## Document passage
Supreme Court erred in granting those parts of defendants' motions for summary judgment dismissing the complaint with respect to two of the three categories of serious injury allegedly sustained by plaintiff, i.e., a permanent consequential limitation of use and a significant limitation of use (see Insurance Law § 5102 [d]), and we therefore modify the order accordingly. Mulligan met her initial burden with respect to those two categories of serious injury by submitting the report of defendants' examining physician, who stated that plaintiff sustained "causally related cervical and lumbar strains . . . that would have been healed within the first six weeks after the motor vehicle accident." The physician further stated that "[a]ll of the imaging [*2]studies showed only degenerative changes" that were not related to the accident and that plaintiff's nerve compression disorders shown by the nerve conduction tests and the EMG study were not related to the accident. The medical records submitted by Giannetti in support of his motion and by plaintiffs in opposition to defendants' motions raised a triable issue of fact with respect to those two categories of serious injury. The physician who treated plaintiff for her back and neck injuries diagnosed plaintiff with fibromyalgia and documented plaintiff's decreased reflexes, positive straight leg tests, and a positive Flip test (see Pagels v P.V.S. Chems., 266 AD2d 819 ). Moreover, an EMG study showed objective findings of injuries to plaintiff's arms. The physician who treated plaintiff for her back and neck injuries documented plaintiff's limited range of motion and noted that plaintiff's condition would not "improve very much," and the physician who treated plaintiff for her arm injuries provided a qualitative assessment of plaintiff's condition (see Toure v Avis Rent A Car Sys., 98 NY2d 345, 353). In addition, plaintiff's treating physicians opined that plaintiff's injuries were causally related to the accident.

## What this task involves
Copy out the court opinion passage on the serious injury claims word for word. The data that come next are separate material from the court opinion passage.

## Records provided
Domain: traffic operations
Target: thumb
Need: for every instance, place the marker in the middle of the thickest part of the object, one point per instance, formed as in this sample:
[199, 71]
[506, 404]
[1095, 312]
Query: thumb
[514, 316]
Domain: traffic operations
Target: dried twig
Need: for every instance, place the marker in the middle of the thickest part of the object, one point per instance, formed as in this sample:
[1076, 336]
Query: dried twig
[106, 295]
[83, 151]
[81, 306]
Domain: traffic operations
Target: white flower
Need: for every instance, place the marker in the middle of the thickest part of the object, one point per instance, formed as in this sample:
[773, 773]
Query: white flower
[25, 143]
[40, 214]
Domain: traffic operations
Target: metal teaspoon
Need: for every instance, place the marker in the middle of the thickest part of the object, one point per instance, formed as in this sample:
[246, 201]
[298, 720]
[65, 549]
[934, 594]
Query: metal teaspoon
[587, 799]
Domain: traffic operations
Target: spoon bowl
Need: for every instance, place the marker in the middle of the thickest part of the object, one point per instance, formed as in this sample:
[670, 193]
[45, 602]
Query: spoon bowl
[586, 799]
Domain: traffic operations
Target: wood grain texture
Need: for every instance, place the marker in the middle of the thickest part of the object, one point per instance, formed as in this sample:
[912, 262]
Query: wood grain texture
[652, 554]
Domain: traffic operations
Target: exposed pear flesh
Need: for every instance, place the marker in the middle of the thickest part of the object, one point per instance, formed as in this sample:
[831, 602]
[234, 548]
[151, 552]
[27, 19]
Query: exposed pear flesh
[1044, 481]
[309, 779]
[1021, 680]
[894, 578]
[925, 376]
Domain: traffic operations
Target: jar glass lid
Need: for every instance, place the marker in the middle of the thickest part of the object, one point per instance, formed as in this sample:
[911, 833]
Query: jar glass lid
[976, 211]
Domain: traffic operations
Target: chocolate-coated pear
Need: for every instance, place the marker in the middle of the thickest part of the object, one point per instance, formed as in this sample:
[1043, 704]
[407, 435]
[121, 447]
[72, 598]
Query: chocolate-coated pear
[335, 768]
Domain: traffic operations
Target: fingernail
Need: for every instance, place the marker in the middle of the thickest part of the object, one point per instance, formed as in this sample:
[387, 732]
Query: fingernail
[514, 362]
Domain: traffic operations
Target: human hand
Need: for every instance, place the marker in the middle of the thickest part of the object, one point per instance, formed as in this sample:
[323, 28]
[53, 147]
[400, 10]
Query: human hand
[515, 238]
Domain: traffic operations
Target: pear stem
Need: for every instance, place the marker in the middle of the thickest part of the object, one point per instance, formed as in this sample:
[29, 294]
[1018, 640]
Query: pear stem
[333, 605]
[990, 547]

## Response below
Supreme Court erred in granting those parts of defendants' motions for summary judgment dismissing the complaint with respect to two of the three categories of serious injury allegedly sustained by plaintiff, i.e., a permanent consequential limitation of use and a significant limitation of use (see Insurance Law § 5102 [d]), and we therefore modify the order accordingly. Mulligan met her initial burden with respect to those two categories of serious injury by submitting the report of defendants' examining physician, who stated that plaintiff sustained "causally related cervical and lumbar strains . . . that would have been healed within the first six weeks after the motor vehicle accident." The physician further stated that "[a]ll of the imaging [*2]studies showed only degenerative changes" that were not related to the accident and that plaintiff's nerve compression disorders shown by the nerve conduction tests and the EMG study were not related to the accident. The medical records submitted by Giannetti in support of his motion and by plaintiffs in opposition to defendants' motions raised a triable issue of fact with respect to those two categories of serious injury. The physician who treated plaintiff for her back and neck injuries diagnosed plaintiff with fibromyalgia and documented plaintiff's decreased reflexes, positive straight leg tests, and a positive Flip test (see Pagels v P.V.S. Chems., 266 AD2d 819 ). Moreover, an EMG study showed objective findings of injuries to plaintiff's arms. The physician who treated plaintiff for her back and neck injuries documented plaintiff's limited range of motion and noted that plaintiff's condition would not "improve very much," and the physician who treated plaintiff for her arm injuries provided a qualitative assessment of plaintiff's condition (see Toure v Avis Rent A Car Sys., 98 NY2d 345, 353). In addition, plaintiff's treating physicians opined that plaintiff's injuries were causally related to the accident.